** start **
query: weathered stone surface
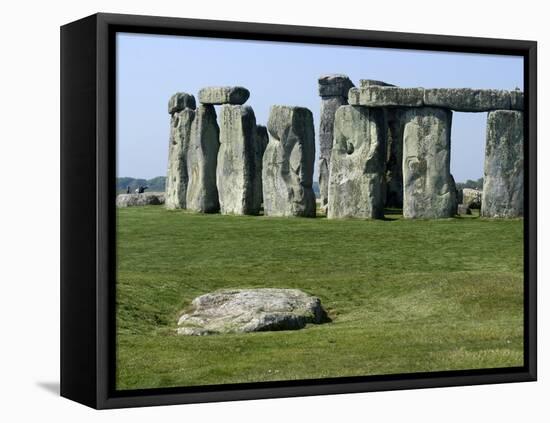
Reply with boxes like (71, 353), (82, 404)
(359, 79), (395, 88)
(168, 93), (196, 114)
(462, 188), (482, 209)
(481, 110), (524, 217)
(510, 90), (523, 110)
(385, 109), (404, 208)
(216, 104), (261, 215)
(319, 93), (348, 207)
(116, 192), (164, 207)
(403, 107), (457, 219)
(262, 106), (316, 217)
(348, 85), (424, 107)
(166, 108), (195, 209)
(424, 88), (510, 112)
(177, 288), (329, 335)
(253, 125), (269, 210)
(187, 105), (220, 213)
(327, 106), (386, 218)
(457, 204), (472, 214)
(318, 74), (354, 97)
(199, 87), (250, 104)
** end **
## What the task requires
Rewrite the lines above with every "weathered stone surface" changed to "worn stone surface" and everything else kept the same. Leave the pictures out.

## Expected answer
query: worn stone surface
Reply with boxes like (71, 353), (82, 404)
(359, 79), (395, 88)
(168, 93), (196, 114)
(462, 188), (482, 209)
(481, 110), (524, 217)
(510, 90), (523, 110)
(385, 109), (404, 208)
(216, 104), (261, 215)
(319, 93), (348, 207)
(116, 192), (164, 207)
(403, 107), (457, 219)
(262, 106), (316, 217)
(348, 85), (424, 107)
(166, 108), (195, 209)
(424, 88), (510, 112)
(177, 288), (329, 335)
(253, 125), (269, 210)
(187, 105), (220, 213)
(327, 106), (386, 218)
(457, 204), (472, 214)
(318, 74), (354, 97)
(199, 87), (250, 104)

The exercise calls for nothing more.